EXERCISE DETAILS>
Filter the entries for the word "handle". Copy each line in which it occurs.

DATASET>

__________

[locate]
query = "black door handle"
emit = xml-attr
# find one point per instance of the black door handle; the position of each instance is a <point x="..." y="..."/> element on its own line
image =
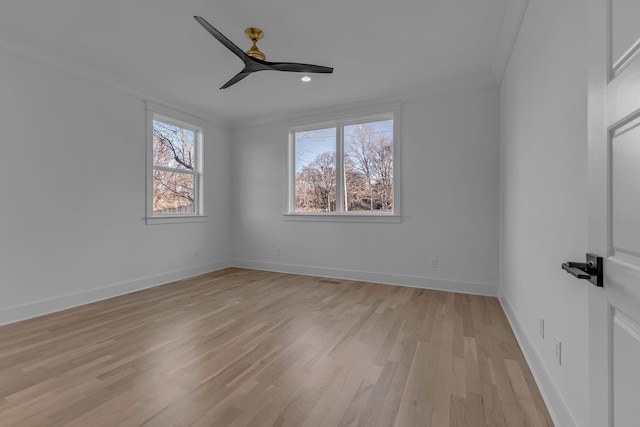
<point x="590" y="270"/>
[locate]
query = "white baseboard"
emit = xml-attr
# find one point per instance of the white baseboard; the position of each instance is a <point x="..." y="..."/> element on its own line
<point x="374" y="277"/>
<point x="556" y="405"/>
<point x="39" y="308"/>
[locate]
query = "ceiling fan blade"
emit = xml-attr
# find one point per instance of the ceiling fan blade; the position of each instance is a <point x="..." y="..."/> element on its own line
<point x="241" y="75"/>
<point x="298" y="68"/>
<point x="221" y="38"/>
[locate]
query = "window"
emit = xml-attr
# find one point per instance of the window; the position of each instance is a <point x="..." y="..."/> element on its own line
<point x="175" y="168"/>
<point x="344" y="168"/>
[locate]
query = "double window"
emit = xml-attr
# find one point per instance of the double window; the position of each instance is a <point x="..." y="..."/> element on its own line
<point x="175" y="168"/>
<point x="344" y="168"/>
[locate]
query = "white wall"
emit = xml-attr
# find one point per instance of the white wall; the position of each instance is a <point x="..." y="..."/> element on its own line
<point x="450" y="176"/>
<point x="543" y="125"/>
<point x="72" y="173"/>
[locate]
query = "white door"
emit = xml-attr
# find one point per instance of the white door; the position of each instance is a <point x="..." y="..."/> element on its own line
<point x="614" y="211"/>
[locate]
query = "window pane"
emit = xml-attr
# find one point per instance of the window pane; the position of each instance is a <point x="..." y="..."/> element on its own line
<point x="173" y="146"/>
<point x="173" y="192"/>
<point x="315" y="155"/>
<point x="368" y="166"/>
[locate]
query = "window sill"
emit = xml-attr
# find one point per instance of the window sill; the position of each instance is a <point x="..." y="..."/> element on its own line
<point x="338" y="217"/>
<point x="175" y="219"/>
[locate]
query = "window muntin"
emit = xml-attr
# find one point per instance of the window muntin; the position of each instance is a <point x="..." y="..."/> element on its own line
<point x="174" y="167"/>
<point x="344" y="168"/>
<point x="315" y="170"/>
<point x="368" y="166"/>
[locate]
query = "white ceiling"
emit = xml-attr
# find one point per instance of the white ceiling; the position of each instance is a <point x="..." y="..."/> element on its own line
<point x="378" y="48"/>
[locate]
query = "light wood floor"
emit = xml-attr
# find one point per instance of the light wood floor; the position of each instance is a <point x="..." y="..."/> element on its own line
<point x="251" y="348"/>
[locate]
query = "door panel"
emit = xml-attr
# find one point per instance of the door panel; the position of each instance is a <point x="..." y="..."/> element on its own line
<point x="625" y="154"/>
<point x="626" y="375"/>
<point x="614" y="211"/>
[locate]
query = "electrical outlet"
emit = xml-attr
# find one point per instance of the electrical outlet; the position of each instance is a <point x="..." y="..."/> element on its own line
<point x="558" y="351"/>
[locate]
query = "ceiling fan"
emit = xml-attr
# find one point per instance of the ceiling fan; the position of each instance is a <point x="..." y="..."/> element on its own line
<point x="254" y="59"/>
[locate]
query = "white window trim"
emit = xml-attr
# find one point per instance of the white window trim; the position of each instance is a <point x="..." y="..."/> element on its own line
<point x="173" y="117"/>
<point x="339" y="120"/>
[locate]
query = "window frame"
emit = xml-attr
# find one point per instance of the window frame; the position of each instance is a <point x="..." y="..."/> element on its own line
<point x="339" y="120"/>
<point x="165" y="115"/>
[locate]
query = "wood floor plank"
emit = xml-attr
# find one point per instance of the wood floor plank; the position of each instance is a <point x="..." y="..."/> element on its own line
<point x="252" y="348"/>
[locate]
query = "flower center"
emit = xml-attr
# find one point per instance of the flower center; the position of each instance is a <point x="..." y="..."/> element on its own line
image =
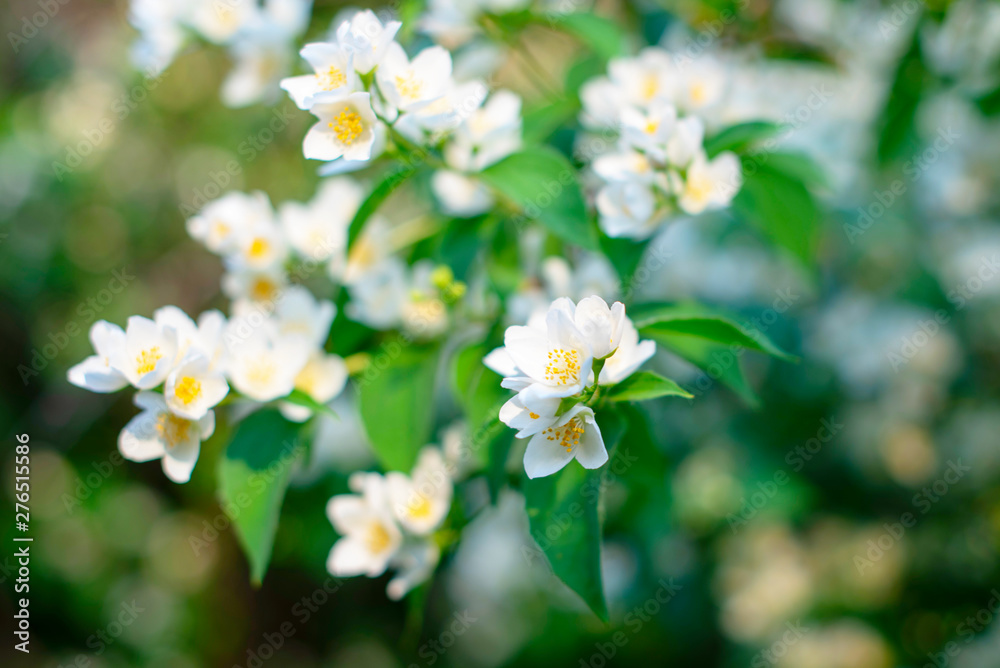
<point x="262" y="290"/>
<point x="650" y="86"/>
<point x="261" y="372"/>
<point x="147" y="359"/>
<point x="377" y="539"/>
<point x="187" y="390"/>
<point x="419" y="507"/>
<point x="259" y="248"/>
<point x="172" y="429"/>
<point x="347" y="126"/>
<point x="699" y="93"/>
<point x="699" y="188"/>
<point x="331" y="79"/>
<point x="409" y="86"/>
<point x="568" y="435"/>
<point x="563" y="366"/>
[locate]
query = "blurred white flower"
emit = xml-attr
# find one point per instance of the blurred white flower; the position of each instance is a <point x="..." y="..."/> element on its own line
<point x="370" y="537"/>
<point x="148" y="354"/>
<point x="96" y="373"/>
<point x="346" y="128"/>
<point x="157" y="433"/>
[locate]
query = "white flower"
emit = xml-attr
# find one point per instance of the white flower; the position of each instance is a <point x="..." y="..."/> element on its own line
<point x="370" y="535"/>
<point x="261" y="59"/>
<point x="156" y="433"/>
<point x="298" y="314"/>
<point x="318" y="230"/>
<point x="700" y="84"/>
<point x="322" y="378"/>
<point x="379" y="294"/>
<point x="644" y="79"/>
<point x="367" y="39"/>
<point x="529" y="413"/>
<point x="259" y="248"/>
<point x="408" y="85"/>
<point x="575" y="435"/>
<point x="261" y="364"/>
<point x="220" y="20"/>
<point x="629" y="356"/>
<point x="557" y="358"/>
<point x="415" y="563"/>
<point x="600" y="325"/>
<point x="649" y="130"/>
<point x="460" y="195"/>
<point x="711" y="185"/>
<point x="193" y="388"/>
<point x="487" y="135"/>
<point x="334" y="77"/>
<point x="421" y="501"/>
<point x="628" y="210"/>
<point x="346" y="128"/>
<point x="251" y="289"/>
<point x="627" y="166"/>
<point x="96" y="373"/>
<point x="686" y="142"/>
<point x="148" y="355"/>
<point x="219" y="223"/>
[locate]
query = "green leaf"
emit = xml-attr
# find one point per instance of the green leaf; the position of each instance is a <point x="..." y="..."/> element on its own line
<point x="253" y="477"/>
<point x="603" y="36"/>
<point x="300" y="398"/>
<point x="712" y="328"/>
<point x="543" y="185"/>
<point x="646" y="385"/>
<point x="396" y="401"/>
<point x="799" y="166"/>
<point x="782" y="206"/>
<point x="739" y="137"/>
<point x="719" y="362"/>
<point x="477" y="388"/>
<point x="379" y="194"/>
<point x="540" y="122"/>
<point x="566" y="515"/>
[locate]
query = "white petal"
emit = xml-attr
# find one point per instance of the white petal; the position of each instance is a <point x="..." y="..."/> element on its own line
<point x="544" y="457"/>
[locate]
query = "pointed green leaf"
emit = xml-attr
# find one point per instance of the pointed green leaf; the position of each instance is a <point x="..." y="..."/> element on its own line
<point x="542" y="183"/>
<point x="396" y="401"/>
<point x="645" y="385"/>
<point x="566" y="514"/>
<point x="603" y="36"/>
<point x="379" y="194"/>
<point x="739" y="137"/>
<point x="696" y="321"/>
<point x="782" y="206"/>
<point x="253" y="477"/>
<point x="300" y="398"/>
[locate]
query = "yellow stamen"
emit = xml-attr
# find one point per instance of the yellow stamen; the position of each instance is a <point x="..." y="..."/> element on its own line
<point x="347" y="126"/>
<point x="259" y="247"/>
<point x="409" y="86"/>
<point x="147" y="359"/>
<point x="331" y="78"/>
<point x="568" y="435"/>
<point x="187" y="390"/>
<point x="563" y="366"/>
<point x="172" y="429"/>
<point x="420" y="507"/>
<point x="377" y="539"/>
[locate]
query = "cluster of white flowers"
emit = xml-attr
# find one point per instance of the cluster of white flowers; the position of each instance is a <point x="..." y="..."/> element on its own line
<point x="364" y="87"/>
<point x="659" y="166"/>
<point x="260" y="38"/>
<point x="390" y="522"/>
<point x="557" y="365"/>
<point x="264" y="356"/>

__________

RESPONSE BOX>
query = "black door handle"
# find one point per instance of the black door handle; the position of each instance is a <point x="..." y="..."/> element on its own line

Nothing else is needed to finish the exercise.